*WHAT THE EXERCISE ASKS:* Could you reproduce the lines below from the one with "Query: rear wiper" through the one with "Can you find the windshield?"? Keep both ends and add nothing.

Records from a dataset
------------
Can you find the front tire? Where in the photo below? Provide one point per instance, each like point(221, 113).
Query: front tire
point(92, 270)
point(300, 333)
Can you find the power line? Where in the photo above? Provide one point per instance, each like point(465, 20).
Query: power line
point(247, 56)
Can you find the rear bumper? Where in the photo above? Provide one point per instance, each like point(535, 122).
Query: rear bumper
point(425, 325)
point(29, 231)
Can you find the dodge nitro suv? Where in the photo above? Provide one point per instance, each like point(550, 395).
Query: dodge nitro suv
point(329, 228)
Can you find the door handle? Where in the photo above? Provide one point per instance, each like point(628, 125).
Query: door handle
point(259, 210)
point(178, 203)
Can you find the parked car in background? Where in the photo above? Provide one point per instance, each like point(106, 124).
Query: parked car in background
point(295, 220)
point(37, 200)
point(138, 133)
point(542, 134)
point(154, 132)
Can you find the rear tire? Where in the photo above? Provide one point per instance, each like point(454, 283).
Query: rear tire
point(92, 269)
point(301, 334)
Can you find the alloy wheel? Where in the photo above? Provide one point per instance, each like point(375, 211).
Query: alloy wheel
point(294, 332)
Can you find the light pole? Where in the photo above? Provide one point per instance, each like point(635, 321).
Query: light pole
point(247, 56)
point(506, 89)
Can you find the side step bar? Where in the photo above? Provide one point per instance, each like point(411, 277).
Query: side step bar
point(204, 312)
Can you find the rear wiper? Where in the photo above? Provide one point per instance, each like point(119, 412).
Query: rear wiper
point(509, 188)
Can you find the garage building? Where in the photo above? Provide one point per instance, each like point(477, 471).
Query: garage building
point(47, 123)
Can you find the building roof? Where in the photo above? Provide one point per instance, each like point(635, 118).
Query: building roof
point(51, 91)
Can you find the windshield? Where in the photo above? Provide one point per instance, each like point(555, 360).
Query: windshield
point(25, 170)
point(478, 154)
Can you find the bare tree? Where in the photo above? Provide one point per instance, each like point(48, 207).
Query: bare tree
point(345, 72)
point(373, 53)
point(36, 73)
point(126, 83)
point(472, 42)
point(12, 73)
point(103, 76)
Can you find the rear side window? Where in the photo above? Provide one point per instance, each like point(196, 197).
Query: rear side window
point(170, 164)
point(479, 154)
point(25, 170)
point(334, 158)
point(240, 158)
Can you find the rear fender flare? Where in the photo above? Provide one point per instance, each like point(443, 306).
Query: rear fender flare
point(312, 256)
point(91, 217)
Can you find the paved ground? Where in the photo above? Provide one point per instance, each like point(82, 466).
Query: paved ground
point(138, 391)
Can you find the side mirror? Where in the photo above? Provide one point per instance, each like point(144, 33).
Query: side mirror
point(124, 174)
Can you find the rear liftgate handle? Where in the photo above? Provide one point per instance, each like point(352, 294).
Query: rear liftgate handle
------------
*WRITTEN SOLUTION:*
Query: rear wiper
point(509, 188)
Can you find the garage building? Where in the photo above? Provide one point per instance, each like point(477, 471).
Query: garage building
point(47, 123)
Can you find the building roof? Where in the photo above? Provide one point per instance, each like point(635, 118).
Query: building roof
point(51, 91)
Can you find the windshield? Where in the photo above? Provide one point per instance, each like point(555, 360).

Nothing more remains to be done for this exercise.